▶ [Requirement]: Lines before the one containing "Where can you spot the white curtain?" are left out; copy that line and every later line through the end of the data exactly.
(Data listing Opens)
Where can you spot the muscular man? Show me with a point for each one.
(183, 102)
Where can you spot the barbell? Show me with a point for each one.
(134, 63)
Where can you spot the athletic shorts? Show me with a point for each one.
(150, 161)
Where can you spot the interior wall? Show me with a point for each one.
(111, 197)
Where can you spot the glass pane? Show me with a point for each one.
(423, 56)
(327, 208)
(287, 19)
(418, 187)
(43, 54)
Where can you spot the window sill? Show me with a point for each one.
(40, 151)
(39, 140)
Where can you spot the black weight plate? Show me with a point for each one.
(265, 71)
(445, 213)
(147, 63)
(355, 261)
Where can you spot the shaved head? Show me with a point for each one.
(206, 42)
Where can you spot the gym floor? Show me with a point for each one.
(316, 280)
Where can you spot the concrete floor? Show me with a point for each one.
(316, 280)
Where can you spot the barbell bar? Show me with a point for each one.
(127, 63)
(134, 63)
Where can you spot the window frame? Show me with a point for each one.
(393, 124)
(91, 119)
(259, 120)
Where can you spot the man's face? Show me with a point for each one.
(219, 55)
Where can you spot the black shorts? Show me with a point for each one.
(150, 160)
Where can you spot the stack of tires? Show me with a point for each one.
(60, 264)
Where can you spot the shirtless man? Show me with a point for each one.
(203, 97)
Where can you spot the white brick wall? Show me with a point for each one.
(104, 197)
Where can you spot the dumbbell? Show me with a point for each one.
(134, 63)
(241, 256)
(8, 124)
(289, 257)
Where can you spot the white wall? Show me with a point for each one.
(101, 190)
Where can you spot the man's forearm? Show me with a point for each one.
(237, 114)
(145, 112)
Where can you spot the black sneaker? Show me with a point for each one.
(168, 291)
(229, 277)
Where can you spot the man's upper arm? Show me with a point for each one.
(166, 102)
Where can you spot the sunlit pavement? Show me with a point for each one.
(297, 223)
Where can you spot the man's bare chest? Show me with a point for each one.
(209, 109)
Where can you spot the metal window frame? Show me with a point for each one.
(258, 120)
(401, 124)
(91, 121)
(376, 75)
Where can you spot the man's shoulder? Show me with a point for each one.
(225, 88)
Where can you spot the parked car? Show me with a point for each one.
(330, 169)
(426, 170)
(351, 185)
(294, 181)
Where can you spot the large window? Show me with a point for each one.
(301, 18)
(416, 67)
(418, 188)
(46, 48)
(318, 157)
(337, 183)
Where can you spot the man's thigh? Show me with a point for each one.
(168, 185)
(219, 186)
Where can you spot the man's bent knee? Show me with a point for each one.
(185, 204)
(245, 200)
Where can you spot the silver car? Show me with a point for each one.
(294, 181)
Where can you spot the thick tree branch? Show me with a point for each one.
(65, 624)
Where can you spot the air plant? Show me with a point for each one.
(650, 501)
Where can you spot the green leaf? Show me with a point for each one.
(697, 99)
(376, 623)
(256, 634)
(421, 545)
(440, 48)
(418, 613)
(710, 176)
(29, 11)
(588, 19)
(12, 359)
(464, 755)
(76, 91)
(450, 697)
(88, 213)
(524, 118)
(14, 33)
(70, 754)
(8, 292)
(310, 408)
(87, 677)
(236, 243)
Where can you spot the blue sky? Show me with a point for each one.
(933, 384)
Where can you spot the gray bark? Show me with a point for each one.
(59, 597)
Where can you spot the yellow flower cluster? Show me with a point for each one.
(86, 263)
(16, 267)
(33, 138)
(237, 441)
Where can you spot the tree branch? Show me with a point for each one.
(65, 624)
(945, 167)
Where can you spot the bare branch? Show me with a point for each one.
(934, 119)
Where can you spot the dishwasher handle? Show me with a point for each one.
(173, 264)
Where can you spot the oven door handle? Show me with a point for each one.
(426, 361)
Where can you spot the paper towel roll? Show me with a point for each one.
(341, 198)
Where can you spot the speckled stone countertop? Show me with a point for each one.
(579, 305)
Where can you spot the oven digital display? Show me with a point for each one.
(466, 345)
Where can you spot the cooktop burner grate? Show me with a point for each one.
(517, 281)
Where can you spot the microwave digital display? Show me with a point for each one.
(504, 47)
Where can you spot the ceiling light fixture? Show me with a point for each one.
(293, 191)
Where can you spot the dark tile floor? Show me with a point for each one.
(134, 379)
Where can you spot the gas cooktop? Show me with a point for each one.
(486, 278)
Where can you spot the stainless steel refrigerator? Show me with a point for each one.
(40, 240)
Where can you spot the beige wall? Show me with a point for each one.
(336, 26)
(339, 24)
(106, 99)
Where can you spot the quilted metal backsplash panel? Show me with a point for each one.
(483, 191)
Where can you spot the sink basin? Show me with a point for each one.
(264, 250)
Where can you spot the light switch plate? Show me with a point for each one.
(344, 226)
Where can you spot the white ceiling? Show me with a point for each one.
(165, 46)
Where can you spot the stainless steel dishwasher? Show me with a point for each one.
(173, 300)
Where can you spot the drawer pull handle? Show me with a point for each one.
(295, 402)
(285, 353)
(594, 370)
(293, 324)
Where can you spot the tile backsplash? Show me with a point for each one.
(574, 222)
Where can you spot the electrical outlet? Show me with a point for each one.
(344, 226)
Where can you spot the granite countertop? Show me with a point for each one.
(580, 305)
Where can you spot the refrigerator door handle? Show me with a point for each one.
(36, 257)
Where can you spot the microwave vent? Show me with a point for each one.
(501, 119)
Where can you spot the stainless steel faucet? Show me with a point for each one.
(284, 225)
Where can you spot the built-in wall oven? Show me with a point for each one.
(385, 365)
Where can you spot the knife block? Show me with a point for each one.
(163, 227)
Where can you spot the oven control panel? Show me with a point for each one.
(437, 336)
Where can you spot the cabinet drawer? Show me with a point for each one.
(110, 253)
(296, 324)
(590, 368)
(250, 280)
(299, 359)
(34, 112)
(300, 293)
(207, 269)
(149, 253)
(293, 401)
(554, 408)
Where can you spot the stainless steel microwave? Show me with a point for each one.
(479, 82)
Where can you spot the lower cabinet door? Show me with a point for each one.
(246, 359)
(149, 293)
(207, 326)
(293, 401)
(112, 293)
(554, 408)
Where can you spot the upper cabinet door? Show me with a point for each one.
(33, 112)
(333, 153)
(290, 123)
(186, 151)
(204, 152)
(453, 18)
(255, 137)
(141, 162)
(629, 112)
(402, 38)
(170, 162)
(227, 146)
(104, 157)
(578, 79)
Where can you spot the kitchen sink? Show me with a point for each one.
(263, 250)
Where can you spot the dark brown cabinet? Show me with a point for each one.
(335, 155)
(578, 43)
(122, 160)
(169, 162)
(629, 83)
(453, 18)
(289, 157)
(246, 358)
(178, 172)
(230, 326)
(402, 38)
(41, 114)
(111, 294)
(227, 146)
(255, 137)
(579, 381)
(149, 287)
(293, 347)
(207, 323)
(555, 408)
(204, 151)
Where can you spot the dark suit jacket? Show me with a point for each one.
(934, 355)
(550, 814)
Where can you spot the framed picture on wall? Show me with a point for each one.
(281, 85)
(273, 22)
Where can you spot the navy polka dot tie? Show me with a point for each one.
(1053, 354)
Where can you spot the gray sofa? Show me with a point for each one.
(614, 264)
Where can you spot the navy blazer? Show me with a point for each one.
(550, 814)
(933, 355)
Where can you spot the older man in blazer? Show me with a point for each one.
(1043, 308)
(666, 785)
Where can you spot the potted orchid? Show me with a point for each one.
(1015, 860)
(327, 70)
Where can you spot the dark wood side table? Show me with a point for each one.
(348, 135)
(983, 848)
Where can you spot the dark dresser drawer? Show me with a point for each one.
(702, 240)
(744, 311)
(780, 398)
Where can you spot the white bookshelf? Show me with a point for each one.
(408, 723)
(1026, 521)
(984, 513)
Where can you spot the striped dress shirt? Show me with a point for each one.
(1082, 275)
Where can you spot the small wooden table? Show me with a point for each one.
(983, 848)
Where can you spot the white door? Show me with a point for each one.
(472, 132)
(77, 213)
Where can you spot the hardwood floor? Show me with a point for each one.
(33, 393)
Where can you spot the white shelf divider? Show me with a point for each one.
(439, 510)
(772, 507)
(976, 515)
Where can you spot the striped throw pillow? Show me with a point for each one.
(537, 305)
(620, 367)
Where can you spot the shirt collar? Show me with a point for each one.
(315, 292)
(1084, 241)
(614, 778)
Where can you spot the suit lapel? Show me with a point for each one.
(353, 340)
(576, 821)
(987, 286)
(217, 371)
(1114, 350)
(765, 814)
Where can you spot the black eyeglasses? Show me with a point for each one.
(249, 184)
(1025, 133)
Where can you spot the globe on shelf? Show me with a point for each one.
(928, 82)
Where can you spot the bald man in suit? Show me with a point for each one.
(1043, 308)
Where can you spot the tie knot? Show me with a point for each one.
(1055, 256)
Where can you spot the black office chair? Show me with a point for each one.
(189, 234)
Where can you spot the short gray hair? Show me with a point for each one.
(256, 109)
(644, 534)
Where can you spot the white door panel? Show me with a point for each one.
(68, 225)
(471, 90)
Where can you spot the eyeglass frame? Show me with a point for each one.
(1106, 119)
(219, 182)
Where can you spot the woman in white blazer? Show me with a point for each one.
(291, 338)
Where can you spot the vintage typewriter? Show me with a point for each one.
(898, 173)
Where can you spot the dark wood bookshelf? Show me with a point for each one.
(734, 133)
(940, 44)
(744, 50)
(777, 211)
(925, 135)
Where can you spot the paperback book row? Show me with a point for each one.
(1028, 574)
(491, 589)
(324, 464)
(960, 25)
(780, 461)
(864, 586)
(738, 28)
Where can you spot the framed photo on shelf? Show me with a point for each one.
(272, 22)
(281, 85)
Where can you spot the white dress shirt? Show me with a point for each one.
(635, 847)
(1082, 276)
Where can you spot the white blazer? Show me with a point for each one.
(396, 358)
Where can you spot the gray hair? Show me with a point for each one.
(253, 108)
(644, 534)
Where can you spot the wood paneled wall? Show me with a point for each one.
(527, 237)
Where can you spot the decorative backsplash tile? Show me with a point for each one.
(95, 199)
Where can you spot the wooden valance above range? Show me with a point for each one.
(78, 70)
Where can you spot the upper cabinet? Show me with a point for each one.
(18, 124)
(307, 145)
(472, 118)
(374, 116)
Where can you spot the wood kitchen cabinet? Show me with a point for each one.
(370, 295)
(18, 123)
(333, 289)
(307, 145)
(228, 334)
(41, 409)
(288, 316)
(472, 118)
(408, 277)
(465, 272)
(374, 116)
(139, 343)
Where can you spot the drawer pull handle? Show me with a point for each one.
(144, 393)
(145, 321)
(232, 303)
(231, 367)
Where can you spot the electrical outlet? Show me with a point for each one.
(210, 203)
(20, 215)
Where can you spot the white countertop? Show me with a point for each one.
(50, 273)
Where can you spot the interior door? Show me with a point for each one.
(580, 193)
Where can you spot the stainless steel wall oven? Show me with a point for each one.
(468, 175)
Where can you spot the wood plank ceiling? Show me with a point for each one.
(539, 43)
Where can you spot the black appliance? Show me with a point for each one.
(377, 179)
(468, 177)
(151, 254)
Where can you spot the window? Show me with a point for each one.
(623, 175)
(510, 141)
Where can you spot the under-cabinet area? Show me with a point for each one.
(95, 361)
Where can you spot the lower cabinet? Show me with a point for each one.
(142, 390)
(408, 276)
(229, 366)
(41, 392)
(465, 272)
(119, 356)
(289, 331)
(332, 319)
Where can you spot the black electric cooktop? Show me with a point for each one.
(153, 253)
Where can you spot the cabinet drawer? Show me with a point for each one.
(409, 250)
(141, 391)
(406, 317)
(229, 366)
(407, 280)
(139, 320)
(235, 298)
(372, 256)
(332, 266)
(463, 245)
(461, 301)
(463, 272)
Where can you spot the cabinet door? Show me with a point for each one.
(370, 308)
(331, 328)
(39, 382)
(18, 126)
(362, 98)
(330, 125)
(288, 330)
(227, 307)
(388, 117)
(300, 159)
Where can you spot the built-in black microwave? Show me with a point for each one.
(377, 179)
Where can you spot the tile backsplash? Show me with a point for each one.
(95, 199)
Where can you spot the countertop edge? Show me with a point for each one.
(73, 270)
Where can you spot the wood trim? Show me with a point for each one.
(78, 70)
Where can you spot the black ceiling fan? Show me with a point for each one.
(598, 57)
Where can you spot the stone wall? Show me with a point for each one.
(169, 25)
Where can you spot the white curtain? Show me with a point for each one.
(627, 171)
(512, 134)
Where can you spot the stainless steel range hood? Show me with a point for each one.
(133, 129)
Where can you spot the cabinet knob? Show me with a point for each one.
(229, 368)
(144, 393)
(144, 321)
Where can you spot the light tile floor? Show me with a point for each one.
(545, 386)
(Data listing Closes)
▶ [Output]:
Where can you spot the white curtain? Show me with a point for each one.
(627, 171)
(512, 134)
Where can you spot the stainless steel range hood? Show me with a point for each one.
(133, 129)
Where can you spot the cabinet knob? Show me with a point for each one.
(229, 368)
(144, 393)
(144, 321)
Where can you spot the light tile floor? Show me with a point for each one.
(545, 386)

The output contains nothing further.